TAREFAS A REALIZAR.
a: Traduza para o inglês a seguinte frase do texto sobre licenciamento ambiental: "Os servidores da Fepam são concursados, treinados para trabalhar com licenciamento."
b: Prossiga com a redação do texto sobre licenciamento ambiental, dando sequência ao seu último parágrafo.

TEXTO DE LEITURA.
---*---

O novo Código ainda prevê a contratação de pessoa física ou ju­rídica para atuar no licenciamento a fim de cumprir novos prazos de emissão de licença. Os servidores da Fepam são concursados, trei­nados para trabalhar com licencia­mento. “Aí, amanhã, para atender a um prazo de emissão de licença que está muito mais preocupado com a velocidade do que com a qualidade da preservação, se abre uma contratação e chama alguém para fazer o licenciamento, o que pode fragilizar o processo”, descon­fia o geólogo e engenheiro de segu­rança do trabalho. Perello vê mais uma incompatibilidade na contra­tação de terceiros da iniciativa pri­vada: “Hoje é licenciador, amanhã está no lugar de quem pede licen­ciamento. É um absurdo”. Barbosa também aponta que a LAC fere o princípio da precaução. “Este prin­cípio existe justamente para que se possa antecipar episódios que tragam danos ambientais irrever­síveis. A LAC termina com isso. Será o caos. Ela já foi implantada na Bahia e em Santa Catarina. Há fortes críticas nos dois estados e do Ministério Público”, alerta.

No caso de empreendimentos que dependam de remoção ou reassentamento de pessoas, o Có­digo em vigência só libera a licença após a comprovação de que os ocu­pantes da área foram realocados para outro local com infraestrutura e mediante cronograma prevendo as etapas de assentamento. O novo projeto isenta o empreendedor des­sas obrigações ao estabelecer que o empresário, a Fepam e assenta­dos devem validar um projeto de assentamento. “Mas o que é e como validar?”, questiona Perello.

---*---

REGISTROS FORNECIDOS.
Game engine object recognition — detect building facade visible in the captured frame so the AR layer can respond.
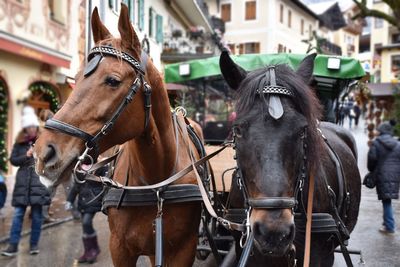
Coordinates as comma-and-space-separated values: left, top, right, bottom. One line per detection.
370, 1, 400, 83
203, 0, 318, 54
0, 0, 85, 174
88, 0, 216, 67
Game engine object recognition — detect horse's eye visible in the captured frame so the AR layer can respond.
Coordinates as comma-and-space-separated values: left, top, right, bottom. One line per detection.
233, 125, 243, 138
105, 76, 121, 87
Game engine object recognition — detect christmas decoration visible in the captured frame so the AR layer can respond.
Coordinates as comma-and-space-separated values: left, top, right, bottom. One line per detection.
29, 82, 59, 113
0, 80, 8, 173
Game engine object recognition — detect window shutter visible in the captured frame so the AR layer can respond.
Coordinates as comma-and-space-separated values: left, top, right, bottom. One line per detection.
245, 1, 256, 20
221, 4, 231, 22
254, 43, 260, 54
156, 15, 164, 43
149, 7, 154, 37
138, 0, 144, 30
239, 44, 244, 55
124, 0, 135, 23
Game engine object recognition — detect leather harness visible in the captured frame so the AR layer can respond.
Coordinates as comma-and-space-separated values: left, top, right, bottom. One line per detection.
45, 46, 350, 266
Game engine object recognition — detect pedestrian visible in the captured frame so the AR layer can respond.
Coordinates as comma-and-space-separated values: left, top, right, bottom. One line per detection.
353, 104, 361, 127
338, 102, 345, 126
65, 165, 107, 263
367, 121, 400, 234
1, 106, 50, 257
0, 171, 7, 218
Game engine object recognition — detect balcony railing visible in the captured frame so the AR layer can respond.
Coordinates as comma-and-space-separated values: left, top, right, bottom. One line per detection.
319, 39, 342, 55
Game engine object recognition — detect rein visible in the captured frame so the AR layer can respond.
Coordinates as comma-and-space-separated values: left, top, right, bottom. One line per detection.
44, 46, 151, 183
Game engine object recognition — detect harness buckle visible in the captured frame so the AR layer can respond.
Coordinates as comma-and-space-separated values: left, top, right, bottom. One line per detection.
157, 190, 164, 217
239, 207, 251, 248
100, 122, 114, 135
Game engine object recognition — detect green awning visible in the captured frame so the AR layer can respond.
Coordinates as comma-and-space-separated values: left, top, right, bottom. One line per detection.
164, 53, 365, 83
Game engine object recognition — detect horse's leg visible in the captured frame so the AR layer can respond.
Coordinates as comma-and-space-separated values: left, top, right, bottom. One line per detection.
319, 253, 335, 267
109, 234, 139, 267
165, 232, 198, 267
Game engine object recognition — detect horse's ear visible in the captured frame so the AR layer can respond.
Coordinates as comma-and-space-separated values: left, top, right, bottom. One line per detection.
92, 7, 112, 44
219, 50, 247, 90
296, 53, 317, 84
118, 3, 140, 51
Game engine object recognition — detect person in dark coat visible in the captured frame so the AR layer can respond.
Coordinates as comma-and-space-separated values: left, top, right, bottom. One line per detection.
367, 121, 400, 234
1, 106, 50, 257
65, 166, 107, 263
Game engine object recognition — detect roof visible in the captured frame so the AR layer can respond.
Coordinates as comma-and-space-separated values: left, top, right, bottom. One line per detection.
164, 53, 365, 83
318, 2, 347, 31
292, 0, 319, 19
376, 43, 400, 52
368, 83, 395, 96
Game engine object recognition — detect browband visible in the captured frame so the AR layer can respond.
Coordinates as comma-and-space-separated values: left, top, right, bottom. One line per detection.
88, 46, 145, 75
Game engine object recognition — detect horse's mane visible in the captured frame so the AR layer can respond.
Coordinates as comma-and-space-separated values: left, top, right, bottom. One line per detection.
236, 64, 323, 171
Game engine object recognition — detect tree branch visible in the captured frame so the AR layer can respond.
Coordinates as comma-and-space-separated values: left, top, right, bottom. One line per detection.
352, 0, 400, 30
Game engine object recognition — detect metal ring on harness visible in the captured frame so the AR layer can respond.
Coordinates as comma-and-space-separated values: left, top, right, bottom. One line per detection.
239, 207, 251, 248
73, 144, 94, 184
174, 106, 187, 117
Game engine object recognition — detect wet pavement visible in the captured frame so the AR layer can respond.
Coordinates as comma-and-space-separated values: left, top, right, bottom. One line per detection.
0, 118, 400, 267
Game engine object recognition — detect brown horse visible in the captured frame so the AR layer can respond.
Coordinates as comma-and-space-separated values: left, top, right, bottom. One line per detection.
220, 52, 361, 266
35, 5, 201, 266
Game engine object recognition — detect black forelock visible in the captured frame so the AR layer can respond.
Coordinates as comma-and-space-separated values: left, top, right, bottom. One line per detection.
236, 64, 322, 173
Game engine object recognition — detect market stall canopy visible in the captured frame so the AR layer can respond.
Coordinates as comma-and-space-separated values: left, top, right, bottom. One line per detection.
164, 53, 365, 83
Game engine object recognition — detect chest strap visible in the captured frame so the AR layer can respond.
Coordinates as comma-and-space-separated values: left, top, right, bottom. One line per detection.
102, 184, 202, 214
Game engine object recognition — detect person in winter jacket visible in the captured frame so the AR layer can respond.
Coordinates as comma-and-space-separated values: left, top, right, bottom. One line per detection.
65, 166, 107, 263
1, 106, 50, 257
367, 121, 400, 234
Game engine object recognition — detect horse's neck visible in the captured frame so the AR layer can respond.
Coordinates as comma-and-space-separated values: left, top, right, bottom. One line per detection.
126, 74, 177, 184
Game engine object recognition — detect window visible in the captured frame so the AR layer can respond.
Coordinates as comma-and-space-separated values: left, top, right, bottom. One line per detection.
221, 4, 231, 22
122, 0, 135, 22
392, 33, 400, 44
375, 18, 383, 29
108, 0, 121, 14
156, 15, 164, 43
243, 43, 260, 54
245, 1, 256, 20
392, 55, 400, 75
137, 0, 144, 30
49, 0, 68, 25
278, 44, 286, 53
228, 44, 236, 55
149, 7, 154, 37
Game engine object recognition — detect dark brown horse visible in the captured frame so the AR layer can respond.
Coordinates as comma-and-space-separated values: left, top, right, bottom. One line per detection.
35, 5, 201, 266
220, 52, 361, 266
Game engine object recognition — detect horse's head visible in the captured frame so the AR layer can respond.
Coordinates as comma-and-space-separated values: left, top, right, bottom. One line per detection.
35, 5, 150, 185
220, 52, 320, 256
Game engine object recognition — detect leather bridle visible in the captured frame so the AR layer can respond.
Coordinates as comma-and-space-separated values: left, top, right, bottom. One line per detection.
233, 66, 307, 213
44, 46, 151, 183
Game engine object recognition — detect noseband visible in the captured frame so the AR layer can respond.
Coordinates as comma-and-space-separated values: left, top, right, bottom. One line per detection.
44, 46, 151, 175
233, 66, 307, 212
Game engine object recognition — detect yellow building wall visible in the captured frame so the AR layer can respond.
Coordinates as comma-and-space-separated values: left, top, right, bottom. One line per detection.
219, 0, 318, 53
0, 50, 57, 173
381, 48, 400, 83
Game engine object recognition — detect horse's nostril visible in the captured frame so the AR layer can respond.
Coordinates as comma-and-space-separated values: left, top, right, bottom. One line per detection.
253, 222, 268, 236
43, 144, 56, 163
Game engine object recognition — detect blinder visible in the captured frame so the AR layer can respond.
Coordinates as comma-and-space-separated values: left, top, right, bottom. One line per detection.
44, 46, 151, 183
233, 66, 307, 212
83, 55, 103, 78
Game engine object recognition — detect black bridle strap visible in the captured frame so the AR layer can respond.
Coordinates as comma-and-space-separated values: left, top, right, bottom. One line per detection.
88, 46, 145, 75
44, 118, 94, 142
248, 197, 296, 209
44, 78, 141, 149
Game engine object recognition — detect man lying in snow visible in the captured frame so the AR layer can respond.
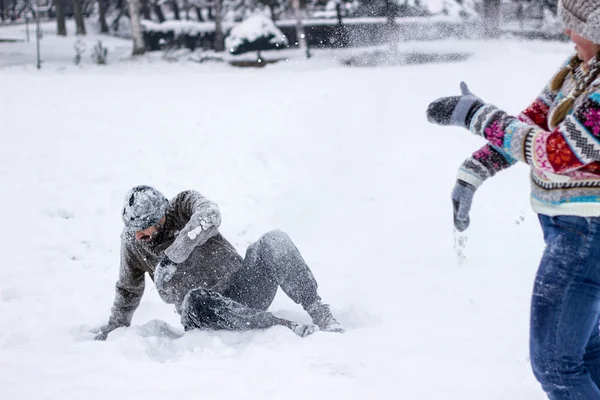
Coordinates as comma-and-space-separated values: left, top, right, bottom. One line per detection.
91, 186, 343, 340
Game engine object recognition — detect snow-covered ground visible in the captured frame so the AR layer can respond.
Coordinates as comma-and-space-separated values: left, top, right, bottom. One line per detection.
0, 18, 571, 400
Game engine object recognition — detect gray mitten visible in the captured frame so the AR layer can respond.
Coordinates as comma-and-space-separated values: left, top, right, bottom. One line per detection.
427, 82, 484, 128
91, 323, 118, 340
452, 180, 476, 232
154, 256, 177, 303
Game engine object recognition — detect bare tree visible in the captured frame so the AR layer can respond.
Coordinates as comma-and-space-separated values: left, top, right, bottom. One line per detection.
54, 0, 67, 36
73, 0, 86, 35
152, 0, 167, 23
170, 0, 181, 20
129, 0, 146, 56
98, 0, 108, 33
292, 0, 310, 58
194, 6, 204, 22
214, 0, 225, 51
141, 0, 152, 19
483, 0, 502, 37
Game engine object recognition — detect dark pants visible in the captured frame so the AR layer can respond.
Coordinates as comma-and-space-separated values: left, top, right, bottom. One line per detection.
181, 231, 320, 330
530, 215, 600, 400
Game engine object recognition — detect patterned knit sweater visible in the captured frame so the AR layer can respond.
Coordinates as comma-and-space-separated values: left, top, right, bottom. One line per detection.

---*---

RESPOSTAS A SEGUIR.
a: Fepam's staff members are civil servants hired through public competitive examinations and trained to work on licensing.

b:
Os analistas argumentam que uma proposta que se diz ser moder­na não toca em uma das questões mais importantes da atualidade: as mudanças climáticas. Eles infor­mam que se agregaram ao grupo que analisa a nova proposta pro­fissionais da própria Secretaria de Meio Ambiente e Infraestrutura que trabalham na questão florestal, de transporte de madeira, entre outros. Eles acreditam que o Código Flo­restal será o próximo a ser alterado.

Ameaça à consolidação de leis

Para o presidente da Associação Gaúcha de Proteção ao Ambien­te Natural (Agapan), Franciso Mila­nez, faltam debate e transparência por parte do governo em relação à proposta. Milanez argumenta que o Código Ambiental atual é uma consolidação importante de leis, que agora está sob risco. “Não se sabe exatamente quais são as pro­postas. Não chamaram ninguém para o debate. E a moda agora é apresentar vários projetos, em pa­ralelo, e não se consegue acompa­nhar nenhum”, critica. O ambien­talista lembra que a discussão de­mocrática que pautou a construção do Código em vigor não está acon­tecendo atualmente. “São propos­tas oportunistas, em geral fragmen­tadas, que dificultam a análise.” O autolicenciamento significa o fim da responsabilidade dos governan­tes, alerta.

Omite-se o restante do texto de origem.